> _Problem to work on_: Going through the entries below, tally the lines that hold the word "then" and state the result alone.

Collected data entries:
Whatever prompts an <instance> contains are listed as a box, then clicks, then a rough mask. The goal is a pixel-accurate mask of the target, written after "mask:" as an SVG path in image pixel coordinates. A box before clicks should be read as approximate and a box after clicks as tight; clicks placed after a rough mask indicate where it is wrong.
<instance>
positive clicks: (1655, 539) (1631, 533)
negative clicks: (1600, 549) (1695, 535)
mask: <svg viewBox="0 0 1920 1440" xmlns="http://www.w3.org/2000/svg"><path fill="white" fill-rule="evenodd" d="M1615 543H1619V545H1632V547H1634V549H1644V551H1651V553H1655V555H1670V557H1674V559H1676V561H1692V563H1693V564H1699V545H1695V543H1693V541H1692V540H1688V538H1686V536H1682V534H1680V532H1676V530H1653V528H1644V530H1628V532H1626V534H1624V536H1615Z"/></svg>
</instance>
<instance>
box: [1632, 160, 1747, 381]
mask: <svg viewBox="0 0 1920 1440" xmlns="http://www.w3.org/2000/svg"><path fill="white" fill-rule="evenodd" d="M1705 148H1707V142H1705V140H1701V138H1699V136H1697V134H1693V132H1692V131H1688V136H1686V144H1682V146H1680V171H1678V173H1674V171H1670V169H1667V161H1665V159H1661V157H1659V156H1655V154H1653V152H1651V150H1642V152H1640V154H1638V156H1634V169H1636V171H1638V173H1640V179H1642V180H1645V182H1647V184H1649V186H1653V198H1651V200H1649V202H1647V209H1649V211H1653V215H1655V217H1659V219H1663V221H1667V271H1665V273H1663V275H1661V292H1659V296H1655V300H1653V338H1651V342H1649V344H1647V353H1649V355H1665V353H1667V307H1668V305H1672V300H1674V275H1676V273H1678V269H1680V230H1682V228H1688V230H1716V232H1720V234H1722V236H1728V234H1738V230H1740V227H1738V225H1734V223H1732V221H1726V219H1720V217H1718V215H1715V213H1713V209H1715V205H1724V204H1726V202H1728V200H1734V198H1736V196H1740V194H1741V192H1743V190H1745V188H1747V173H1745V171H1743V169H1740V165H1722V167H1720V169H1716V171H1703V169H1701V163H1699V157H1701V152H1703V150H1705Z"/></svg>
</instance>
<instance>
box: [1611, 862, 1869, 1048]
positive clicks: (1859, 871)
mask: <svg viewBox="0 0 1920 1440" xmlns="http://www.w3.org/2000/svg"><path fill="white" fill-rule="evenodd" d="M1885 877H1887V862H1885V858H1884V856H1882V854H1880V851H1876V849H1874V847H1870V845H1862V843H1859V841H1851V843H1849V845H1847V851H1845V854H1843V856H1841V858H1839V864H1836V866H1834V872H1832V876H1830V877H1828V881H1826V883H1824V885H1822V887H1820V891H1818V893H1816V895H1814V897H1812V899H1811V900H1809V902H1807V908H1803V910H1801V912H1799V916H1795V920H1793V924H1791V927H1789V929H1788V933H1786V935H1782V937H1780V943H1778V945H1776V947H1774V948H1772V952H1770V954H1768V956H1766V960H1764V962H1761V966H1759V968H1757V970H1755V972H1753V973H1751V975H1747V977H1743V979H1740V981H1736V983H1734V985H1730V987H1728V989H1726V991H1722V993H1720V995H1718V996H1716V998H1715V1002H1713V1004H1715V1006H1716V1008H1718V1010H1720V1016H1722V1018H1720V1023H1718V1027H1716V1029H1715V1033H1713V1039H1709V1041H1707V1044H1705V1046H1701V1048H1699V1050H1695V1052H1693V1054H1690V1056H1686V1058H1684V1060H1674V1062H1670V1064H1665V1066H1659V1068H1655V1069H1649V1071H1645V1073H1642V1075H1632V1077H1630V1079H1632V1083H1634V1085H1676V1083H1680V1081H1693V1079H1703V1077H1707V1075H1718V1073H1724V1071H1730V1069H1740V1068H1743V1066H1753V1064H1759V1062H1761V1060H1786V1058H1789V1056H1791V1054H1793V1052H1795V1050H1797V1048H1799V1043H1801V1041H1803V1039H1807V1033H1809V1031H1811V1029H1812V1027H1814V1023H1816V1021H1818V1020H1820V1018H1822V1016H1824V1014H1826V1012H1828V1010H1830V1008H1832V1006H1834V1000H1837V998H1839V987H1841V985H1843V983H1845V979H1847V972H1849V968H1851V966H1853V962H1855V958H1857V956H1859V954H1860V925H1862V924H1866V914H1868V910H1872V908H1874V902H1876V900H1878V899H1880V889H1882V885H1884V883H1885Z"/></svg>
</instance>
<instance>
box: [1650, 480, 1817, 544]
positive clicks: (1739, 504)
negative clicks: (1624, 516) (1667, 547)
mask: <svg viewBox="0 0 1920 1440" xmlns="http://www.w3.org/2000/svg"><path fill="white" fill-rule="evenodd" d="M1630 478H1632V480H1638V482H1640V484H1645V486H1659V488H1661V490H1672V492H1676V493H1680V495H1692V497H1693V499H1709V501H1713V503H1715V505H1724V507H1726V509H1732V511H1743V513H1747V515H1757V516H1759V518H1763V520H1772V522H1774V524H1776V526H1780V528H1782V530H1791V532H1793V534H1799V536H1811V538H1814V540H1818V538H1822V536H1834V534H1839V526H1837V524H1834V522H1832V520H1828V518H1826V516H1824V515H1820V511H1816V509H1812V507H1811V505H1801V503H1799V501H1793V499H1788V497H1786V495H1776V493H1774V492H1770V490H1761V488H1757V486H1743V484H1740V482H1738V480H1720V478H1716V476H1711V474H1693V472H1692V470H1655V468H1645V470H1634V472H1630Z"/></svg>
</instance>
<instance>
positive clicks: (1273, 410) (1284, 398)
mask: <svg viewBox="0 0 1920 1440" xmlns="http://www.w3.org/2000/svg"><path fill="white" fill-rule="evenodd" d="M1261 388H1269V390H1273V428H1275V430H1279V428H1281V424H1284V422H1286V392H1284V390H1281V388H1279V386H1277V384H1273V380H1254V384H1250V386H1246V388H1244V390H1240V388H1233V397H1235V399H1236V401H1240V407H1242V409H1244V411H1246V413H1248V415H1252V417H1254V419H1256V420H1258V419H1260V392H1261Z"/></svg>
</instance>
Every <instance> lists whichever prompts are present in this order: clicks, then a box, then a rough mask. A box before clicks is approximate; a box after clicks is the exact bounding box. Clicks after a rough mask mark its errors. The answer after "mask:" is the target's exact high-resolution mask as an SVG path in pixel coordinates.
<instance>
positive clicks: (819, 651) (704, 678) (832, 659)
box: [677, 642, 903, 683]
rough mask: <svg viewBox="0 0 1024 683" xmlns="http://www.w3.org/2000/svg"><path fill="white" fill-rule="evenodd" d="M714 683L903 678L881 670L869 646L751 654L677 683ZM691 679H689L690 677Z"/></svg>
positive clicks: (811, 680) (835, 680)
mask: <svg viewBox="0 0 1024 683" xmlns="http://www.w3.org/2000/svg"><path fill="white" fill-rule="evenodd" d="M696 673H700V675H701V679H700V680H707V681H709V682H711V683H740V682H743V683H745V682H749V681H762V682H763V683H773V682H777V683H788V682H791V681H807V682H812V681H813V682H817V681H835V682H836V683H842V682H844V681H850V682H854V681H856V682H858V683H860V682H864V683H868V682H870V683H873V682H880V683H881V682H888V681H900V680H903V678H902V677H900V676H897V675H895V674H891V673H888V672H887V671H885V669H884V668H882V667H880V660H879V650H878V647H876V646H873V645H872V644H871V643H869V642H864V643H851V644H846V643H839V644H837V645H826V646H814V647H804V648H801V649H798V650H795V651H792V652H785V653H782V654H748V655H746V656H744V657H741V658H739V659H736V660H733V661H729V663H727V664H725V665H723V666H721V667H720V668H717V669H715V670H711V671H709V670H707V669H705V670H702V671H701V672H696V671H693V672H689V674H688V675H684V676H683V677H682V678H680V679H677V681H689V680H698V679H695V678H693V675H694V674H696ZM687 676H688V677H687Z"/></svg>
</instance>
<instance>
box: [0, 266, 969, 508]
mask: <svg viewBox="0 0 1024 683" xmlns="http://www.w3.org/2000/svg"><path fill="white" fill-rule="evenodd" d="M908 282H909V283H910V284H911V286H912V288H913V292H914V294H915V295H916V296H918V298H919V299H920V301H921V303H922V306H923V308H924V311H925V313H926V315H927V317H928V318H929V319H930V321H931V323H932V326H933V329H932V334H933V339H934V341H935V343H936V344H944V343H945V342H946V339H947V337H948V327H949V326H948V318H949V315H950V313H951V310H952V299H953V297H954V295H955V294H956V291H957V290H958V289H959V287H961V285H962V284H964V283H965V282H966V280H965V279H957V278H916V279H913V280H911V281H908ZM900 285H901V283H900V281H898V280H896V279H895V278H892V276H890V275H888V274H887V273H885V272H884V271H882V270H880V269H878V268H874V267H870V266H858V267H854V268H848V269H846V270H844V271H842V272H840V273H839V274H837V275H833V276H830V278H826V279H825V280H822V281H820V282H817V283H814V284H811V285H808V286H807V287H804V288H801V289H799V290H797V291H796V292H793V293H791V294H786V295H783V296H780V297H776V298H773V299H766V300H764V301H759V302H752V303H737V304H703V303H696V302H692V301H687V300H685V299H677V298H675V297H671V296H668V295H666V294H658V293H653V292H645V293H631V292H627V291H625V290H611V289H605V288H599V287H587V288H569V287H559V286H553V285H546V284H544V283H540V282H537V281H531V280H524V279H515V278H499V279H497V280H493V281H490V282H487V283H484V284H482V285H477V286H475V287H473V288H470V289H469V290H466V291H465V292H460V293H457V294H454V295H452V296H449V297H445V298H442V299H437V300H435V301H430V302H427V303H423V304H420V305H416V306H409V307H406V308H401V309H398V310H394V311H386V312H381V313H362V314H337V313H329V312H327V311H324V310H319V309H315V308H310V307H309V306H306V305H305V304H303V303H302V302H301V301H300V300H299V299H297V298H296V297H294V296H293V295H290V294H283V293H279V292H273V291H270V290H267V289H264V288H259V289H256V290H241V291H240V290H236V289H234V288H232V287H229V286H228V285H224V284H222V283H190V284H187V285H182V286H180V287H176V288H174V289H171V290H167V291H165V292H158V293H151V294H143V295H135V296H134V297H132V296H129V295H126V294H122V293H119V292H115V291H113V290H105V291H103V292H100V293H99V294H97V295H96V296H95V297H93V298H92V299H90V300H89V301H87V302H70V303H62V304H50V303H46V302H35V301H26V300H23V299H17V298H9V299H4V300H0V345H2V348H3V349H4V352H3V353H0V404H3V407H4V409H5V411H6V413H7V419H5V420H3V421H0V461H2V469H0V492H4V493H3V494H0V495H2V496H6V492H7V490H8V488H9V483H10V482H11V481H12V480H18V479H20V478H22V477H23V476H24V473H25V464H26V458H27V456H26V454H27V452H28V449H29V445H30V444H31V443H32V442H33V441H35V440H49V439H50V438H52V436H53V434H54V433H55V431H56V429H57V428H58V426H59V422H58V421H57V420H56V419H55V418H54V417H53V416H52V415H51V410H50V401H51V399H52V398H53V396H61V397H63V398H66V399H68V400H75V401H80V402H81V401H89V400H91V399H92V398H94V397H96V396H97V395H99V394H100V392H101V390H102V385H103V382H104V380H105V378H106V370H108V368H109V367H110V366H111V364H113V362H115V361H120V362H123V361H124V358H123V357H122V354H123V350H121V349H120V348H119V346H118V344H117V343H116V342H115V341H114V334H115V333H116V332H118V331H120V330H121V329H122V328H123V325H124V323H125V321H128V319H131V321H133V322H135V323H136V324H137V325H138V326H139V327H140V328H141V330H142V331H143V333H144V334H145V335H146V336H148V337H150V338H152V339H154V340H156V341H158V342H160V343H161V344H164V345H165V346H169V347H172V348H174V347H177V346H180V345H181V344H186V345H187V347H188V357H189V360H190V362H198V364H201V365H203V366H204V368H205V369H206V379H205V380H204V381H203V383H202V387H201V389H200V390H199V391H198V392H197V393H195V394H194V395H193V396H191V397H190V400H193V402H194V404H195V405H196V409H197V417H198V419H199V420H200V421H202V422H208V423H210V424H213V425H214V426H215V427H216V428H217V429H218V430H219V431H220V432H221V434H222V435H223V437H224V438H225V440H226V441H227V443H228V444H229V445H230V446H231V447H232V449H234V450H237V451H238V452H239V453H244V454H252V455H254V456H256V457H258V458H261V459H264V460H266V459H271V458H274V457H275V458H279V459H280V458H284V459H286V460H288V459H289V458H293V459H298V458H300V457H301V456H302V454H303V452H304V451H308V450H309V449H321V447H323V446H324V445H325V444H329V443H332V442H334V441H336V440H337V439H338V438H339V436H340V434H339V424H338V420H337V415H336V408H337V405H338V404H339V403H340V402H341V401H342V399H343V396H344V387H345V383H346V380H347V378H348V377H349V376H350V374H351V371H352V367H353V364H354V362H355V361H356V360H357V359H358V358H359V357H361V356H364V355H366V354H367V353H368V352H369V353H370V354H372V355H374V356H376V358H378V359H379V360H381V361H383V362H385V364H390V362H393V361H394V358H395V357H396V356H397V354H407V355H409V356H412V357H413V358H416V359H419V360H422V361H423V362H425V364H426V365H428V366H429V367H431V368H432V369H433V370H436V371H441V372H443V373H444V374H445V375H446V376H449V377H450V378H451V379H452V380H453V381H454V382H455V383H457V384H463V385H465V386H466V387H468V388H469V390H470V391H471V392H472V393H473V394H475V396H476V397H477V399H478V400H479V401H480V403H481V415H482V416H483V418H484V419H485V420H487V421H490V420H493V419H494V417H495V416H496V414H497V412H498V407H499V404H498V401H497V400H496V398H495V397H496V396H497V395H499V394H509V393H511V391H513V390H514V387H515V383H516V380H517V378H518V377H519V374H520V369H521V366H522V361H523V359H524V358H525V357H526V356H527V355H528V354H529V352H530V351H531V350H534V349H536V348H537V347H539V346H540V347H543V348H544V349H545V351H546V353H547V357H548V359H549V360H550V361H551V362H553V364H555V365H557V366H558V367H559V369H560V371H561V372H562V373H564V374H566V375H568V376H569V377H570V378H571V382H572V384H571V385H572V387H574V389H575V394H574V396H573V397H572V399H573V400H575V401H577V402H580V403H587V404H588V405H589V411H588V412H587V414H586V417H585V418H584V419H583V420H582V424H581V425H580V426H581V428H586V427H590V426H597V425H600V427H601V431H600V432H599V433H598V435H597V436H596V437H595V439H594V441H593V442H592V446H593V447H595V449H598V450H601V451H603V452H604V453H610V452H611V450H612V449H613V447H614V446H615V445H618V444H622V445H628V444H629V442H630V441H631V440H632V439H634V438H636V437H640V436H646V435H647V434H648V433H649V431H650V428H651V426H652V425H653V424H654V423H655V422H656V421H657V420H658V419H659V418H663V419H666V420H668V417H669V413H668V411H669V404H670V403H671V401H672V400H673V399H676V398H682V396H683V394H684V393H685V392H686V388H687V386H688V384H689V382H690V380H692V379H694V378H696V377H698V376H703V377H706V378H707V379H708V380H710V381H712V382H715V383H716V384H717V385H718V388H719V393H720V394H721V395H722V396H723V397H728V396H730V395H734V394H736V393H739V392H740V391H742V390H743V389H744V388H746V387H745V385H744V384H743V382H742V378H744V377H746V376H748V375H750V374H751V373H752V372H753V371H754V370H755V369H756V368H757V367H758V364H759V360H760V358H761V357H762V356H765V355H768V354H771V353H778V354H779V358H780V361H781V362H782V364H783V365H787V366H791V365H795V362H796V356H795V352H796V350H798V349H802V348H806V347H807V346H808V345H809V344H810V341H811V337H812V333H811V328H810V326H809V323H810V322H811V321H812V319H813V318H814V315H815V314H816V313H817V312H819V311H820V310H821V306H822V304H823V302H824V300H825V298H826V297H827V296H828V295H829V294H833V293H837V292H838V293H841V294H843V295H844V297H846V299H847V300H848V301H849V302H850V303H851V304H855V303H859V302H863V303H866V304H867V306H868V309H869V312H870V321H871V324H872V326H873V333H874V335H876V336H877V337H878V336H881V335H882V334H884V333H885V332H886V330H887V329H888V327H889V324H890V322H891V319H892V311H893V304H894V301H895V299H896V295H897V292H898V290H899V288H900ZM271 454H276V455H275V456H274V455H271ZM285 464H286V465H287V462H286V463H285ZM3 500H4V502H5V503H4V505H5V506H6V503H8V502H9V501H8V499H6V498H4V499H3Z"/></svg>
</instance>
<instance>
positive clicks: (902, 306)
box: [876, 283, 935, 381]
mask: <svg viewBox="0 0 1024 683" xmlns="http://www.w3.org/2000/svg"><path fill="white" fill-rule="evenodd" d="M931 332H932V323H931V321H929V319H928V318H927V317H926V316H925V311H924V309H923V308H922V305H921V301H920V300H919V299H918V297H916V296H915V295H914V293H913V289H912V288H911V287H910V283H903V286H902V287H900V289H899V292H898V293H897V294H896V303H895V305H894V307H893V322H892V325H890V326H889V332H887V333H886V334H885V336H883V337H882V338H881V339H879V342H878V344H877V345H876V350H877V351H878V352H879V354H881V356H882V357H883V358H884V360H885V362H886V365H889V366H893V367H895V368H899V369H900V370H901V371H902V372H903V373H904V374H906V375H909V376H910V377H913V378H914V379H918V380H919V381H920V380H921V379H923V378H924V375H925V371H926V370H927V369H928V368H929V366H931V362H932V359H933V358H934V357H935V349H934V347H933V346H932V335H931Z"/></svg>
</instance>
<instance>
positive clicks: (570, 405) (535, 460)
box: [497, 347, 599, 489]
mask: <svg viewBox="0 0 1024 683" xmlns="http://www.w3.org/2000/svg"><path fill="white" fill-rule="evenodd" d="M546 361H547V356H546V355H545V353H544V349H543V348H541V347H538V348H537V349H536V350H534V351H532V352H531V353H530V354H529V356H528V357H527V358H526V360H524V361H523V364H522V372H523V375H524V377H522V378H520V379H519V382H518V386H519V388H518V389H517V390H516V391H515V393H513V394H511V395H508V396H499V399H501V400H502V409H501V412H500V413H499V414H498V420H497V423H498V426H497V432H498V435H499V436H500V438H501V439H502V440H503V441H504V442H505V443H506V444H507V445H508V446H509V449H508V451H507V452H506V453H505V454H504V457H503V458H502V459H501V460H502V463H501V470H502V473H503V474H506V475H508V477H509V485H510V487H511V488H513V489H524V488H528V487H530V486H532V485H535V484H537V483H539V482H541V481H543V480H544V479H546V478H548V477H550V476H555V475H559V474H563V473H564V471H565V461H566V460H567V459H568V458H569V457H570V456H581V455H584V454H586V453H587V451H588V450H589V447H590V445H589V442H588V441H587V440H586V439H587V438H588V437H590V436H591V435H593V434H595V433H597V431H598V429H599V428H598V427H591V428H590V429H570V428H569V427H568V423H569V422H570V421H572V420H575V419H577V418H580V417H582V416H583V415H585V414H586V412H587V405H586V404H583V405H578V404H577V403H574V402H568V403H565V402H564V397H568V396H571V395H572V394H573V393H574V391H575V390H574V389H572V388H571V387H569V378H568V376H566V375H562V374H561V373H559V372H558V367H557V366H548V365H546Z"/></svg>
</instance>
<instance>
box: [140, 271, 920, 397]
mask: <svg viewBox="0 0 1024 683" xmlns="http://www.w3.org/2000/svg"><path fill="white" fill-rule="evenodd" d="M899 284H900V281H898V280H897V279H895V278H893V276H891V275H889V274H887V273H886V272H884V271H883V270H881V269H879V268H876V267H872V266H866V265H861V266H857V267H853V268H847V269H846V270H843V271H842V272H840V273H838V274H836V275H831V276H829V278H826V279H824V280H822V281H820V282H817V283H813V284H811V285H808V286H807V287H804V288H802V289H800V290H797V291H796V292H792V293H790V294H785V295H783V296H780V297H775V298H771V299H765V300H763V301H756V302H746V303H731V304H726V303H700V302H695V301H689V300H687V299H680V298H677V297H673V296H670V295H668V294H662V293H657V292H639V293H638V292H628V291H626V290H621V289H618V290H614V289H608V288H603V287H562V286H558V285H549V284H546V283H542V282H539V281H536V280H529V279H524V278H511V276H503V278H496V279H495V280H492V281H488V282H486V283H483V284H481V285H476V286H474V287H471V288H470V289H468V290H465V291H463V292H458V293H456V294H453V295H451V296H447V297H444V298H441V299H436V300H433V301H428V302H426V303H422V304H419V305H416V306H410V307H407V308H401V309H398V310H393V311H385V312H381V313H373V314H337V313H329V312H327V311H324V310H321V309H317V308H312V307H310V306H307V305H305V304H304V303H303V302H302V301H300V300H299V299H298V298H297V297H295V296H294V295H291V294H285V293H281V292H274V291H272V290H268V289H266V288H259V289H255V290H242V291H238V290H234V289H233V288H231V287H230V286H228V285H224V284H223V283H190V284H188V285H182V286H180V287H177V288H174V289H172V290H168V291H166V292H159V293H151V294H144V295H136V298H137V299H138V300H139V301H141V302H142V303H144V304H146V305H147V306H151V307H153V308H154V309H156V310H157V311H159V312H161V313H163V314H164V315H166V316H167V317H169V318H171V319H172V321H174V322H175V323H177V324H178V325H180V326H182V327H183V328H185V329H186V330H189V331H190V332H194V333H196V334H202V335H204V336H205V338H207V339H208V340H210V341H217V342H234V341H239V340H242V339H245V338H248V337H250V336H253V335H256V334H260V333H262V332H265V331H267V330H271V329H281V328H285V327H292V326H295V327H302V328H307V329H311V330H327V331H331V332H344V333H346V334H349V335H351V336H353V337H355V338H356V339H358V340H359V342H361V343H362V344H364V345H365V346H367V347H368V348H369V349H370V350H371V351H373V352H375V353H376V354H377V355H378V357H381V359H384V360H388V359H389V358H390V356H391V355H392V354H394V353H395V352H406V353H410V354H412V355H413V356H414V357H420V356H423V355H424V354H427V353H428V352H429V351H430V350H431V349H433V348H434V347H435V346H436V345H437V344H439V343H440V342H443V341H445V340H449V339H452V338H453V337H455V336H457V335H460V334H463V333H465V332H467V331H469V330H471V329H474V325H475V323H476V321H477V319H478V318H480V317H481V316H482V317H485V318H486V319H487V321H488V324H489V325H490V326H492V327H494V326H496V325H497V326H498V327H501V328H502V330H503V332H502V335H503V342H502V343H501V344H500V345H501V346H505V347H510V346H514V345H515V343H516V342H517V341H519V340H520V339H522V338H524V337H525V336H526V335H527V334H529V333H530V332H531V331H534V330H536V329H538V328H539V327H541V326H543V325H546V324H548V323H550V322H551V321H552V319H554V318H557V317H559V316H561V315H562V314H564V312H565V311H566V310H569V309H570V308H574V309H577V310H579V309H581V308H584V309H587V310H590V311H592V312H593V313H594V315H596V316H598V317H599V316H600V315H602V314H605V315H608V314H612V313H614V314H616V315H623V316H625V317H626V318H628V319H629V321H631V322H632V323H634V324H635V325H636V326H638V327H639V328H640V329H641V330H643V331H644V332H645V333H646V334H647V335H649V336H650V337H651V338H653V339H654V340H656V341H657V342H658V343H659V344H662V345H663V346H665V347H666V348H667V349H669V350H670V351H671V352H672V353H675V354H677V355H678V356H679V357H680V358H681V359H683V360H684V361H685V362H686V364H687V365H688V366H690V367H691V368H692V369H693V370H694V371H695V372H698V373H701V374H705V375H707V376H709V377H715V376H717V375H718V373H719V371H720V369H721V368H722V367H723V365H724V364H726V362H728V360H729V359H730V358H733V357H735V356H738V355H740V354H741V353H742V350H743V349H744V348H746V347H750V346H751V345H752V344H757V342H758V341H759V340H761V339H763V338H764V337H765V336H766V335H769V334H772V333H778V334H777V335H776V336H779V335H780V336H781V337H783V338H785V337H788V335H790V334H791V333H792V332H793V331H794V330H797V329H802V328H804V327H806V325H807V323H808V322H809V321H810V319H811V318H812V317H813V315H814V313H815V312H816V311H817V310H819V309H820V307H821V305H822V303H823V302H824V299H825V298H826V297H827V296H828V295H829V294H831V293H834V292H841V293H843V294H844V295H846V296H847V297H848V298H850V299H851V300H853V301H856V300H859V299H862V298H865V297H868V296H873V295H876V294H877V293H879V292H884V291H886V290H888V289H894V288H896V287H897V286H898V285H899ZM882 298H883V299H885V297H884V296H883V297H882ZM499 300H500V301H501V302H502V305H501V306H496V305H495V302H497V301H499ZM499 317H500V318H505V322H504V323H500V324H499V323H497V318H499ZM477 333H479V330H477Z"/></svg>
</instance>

> _Solution to this exercise_: 2